HinTextify

HinTextify - Hindi OCR Extractor

![Python](https://img.shields.io/badge/Python-3.10%2B-3776ab?style=for-the-badge&logo=python&logoColor=white) ![OpenCV](https://img.shields.io/badge/OpenCV-4.0%2B-5C3EE8?style=for-the-badge&logo=opencv&logoColor=white) ![Tesseract](https://img.shields.io/badge/Tesseract-OCR-FF6B35?style=for-the-badge&logo=googlefonts&logoColor=white) ![License](https://img.shields.io/badge/License-MIT-green?style=for-the-badge) **🚀 Advanced Python toolkit for extracting Hindi text from scanned book images** *Leveraging Tesseract OCR with intelligent OpenCV preprocessing for superior accuracy* ---

---

🎯 Overview

Transform your digitization workflow with this powerful OCR solution designed specifically for Hindi manuscripts and books. Built with enterprise-grade image preprocessing and Unicode compliance, this tool delivers production-ready text extraction from scanned documents.

🏆 Key Highlights

🔤 Multi-Language Support - Native Hindi (Devanagari) OCR - Mixed Hindi+English processing - UTF-8 compliant output	🖼️ Smart Image Processing - Adaptive noise reduction - Intelligent binarization - Contrast optimization
⚡ Batch Processing - Process entire folders - Preserved file naming - Automated workflow	🎯 High Accuracy - OpenCV preprocessing pipeline - Optimized for 300-600 DPI - Production-ready results

📁 Project Architecture

📦 hindi-book-ocr/
├── 📂 Book/                 # 📥 Input Directory
│   ├── 🖼️ page001.jpg
│   ├── 🖼️ page002.png
│   └── 🖼️ ...

■ Dataset extract
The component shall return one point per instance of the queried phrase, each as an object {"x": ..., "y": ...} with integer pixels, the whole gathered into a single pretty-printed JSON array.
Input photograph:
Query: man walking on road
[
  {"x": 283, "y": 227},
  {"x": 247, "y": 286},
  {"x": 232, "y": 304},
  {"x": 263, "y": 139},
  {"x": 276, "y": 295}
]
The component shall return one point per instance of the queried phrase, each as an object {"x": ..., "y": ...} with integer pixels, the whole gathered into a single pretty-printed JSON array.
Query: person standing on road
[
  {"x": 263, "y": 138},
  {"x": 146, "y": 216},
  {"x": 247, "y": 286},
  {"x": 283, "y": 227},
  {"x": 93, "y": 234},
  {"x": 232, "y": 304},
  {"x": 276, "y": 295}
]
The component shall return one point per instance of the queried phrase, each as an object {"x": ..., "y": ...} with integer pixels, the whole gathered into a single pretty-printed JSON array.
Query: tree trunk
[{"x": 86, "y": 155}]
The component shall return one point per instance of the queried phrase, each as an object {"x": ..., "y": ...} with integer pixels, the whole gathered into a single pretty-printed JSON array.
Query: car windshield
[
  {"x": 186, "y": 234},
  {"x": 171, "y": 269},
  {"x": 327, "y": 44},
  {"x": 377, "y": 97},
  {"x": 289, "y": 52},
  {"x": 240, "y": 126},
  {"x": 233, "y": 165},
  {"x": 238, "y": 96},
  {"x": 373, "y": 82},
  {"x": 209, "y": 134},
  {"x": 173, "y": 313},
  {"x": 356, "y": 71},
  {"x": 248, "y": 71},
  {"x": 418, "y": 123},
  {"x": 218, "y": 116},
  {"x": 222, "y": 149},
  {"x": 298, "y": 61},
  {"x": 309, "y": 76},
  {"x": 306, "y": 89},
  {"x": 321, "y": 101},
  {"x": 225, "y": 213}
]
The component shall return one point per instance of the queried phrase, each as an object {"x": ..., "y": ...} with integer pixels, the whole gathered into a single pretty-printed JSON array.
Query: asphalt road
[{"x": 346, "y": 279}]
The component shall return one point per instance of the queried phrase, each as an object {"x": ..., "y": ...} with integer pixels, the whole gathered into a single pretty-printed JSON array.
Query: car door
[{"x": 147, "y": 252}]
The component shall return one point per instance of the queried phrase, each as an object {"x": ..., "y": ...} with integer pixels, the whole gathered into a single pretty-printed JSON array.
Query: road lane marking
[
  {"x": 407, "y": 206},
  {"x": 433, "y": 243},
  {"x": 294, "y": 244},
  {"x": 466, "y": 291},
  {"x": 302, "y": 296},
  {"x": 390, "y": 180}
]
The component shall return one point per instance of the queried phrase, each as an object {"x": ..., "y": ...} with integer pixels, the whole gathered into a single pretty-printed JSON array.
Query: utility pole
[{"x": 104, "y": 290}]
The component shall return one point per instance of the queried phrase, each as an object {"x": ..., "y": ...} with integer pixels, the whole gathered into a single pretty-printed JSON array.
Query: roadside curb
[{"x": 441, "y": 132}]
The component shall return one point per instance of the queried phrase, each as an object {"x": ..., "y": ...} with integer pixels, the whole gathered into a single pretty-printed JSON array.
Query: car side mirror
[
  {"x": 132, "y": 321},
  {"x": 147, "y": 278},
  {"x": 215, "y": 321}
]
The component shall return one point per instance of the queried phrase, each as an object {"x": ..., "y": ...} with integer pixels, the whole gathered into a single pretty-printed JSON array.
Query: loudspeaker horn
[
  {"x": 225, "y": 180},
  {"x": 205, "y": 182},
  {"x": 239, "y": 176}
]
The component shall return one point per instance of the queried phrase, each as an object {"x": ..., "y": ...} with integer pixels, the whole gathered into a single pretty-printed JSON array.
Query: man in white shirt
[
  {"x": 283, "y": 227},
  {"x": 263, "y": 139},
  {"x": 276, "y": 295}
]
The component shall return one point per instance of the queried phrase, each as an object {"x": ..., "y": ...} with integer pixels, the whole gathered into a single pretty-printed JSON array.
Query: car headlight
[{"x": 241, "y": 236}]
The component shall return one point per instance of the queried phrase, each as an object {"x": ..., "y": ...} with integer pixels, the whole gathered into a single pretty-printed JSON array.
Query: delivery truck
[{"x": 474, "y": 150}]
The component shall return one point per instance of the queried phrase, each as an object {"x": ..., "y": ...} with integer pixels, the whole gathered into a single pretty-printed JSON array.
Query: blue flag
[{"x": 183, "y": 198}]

■ Work instructions
A. Echo the HinTextify page word for word, from "Transform your digitization" up to and including "from scanned documents.".
B. According to the HinTextify page, what scan resolution range is the tool optimized for?

■ Responses to the exercise
A.
Transform your digitization workflow with this powerful OCR solution designed specifically for Hindi manuscripts and books. Built with enterprise-grade image preprocessing and Unicode compliance, this tool delivers production-ready text extraction from scanned documents.

B. 300-600 DPI